Prompt:
Working from the records beneath this line, reproduce each one exactly.

Data shown:
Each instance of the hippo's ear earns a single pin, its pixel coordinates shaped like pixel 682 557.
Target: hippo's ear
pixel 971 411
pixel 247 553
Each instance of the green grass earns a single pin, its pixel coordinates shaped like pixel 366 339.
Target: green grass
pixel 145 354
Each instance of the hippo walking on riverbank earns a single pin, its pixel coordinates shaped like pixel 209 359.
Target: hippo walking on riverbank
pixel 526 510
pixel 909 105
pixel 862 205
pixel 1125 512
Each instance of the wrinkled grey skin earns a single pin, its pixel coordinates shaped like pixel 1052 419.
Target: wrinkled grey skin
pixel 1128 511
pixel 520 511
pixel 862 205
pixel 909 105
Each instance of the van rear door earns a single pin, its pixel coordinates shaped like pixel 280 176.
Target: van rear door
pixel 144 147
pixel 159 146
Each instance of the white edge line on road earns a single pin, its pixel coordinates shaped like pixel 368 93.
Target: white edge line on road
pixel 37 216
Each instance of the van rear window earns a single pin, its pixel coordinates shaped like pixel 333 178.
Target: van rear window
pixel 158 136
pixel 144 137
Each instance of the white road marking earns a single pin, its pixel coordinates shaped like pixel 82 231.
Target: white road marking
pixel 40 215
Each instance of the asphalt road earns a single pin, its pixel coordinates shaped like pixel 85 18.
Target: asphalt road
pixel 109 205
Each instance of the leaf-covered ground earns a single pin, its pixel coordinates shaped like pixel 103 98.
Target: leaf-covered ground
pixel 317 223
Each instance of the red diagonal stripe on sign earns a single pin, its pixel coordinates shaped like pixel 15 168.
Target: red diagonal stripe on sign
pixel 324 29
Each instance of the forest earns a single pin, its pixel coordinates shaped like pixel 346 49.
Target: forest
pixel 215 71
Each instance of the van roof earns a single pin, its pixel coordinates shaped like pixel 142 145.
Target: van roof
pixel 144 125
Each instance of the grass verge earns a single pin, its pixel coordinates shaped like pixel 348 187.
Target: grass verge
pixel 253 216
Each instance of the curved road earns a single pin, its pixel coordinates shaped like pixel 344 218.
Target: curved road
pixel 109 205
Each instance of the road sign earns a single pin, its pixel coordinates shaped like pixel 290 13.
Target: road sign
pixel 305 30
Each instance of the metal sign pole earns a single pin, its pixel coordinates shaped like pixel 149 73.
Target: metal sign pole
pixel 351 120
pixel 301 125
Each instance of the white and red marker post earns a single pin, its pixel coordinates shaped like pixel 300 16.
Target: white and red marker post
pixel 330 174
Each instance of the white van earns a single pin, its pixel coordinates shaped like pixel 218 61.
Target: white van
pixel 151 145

Answer space:
Each instance of the hippo's ear earns a single pin, its pixel coordinates shaped like pixel 682 557.
Target: hippo's ear
pixel 971 411
pixel 247 553
Each instance of the green grass earns a single pin, its pixel coordinates shaped like pixel 366 339.
Target: green grass
pixel 145 354
Each instance of the hippo walking on riverbank earns a single pin, its pixel coordinates shaped like pixel 209 359.
Target: hippo walking on riverbank
pixel 526 510
pixel 909 105
pixel 862 205
pixel 1125 512
Each instance of the wrinkled grey skin earns a single pin, its pixel coordinates shaped like pixel 1052 419.
Target: wrinkled grey skin
pixel 1128 511
pixel 520 511
pixel 862 205
pixel 909 105
Each instance of the van rear door earns a single pin, its pixel coordinates shaped like pixel 280 176.
Target: van rear door
pixel 144 147
pixel 159 146
Each instance of the white edge line on road earns a single pin, its pixel coordinates shaped like pixel 368 93.
Target: white edge line on road
pixel 37 216
Each instance of the van rear window earns a single pin, its pixel coordinates shaped like pixel 333 178.
Target: van rear window
pixel 158 136
pixel 144 137
Each instance of the white road marking earns a single pin, its pixel coordinates shaped like pixel 82 231.
Target: white road marking
pixel 40 215
Each instance of the asphalt road earns a single pin, its pixel coordinates shaped like pixel 85 18.
Target: asphalt road
pixel 109 205
Each instance of the leaf-covered ground earns a single pin, its pixel coordinates shaped like pixel 103 98.
Target: leaf-covered ground
pixel 317 223
Each instance of the red diagonal stripe on sign earns a single pin, its pixel coordinates shaped like pixel 15 168.
Target: red diagonal stripe on sign
pixel 324 29
Each instance of the forest earns a single pin, its pixel coordinates shaped like pixel 346 49.
Target: forest
pixel 215 71
Each instance of the van roof earns a single pin, its pixel coordinates shaped like pixel 142 145.
Target: van roof
pixel 144 125
Each instance of the grass verge earns a single pin, its pixel coordinates shaped like pixel 348 187.
Target: grass verge
pixel 253 216
Each instance of the curved road earns a single pin, its pixel coordinates shaped like pixel 344 218.
Target: curved road
pixel 109 205
Each instance of the road sign earns a single pin, its pixel coordinates shaped like pixel 290 13.
Target: road sign
pixel 305 30
Each instance of the metal sign pole earns a single pin, its pixel coordinates shaped like pixel 149 73.
Target: metal sign pole
pixel 351 120
pixel 301 125
Each instance of the white and red marker post earns a single pin, its pixel coordinates shaped like pixel 300 16.
Target: white and red marker post
pixel 330 174
Each instance of the white van earns a single pin, its pixel coordinates shaped like pixel 218 61.
Target: white van
pixel 151 145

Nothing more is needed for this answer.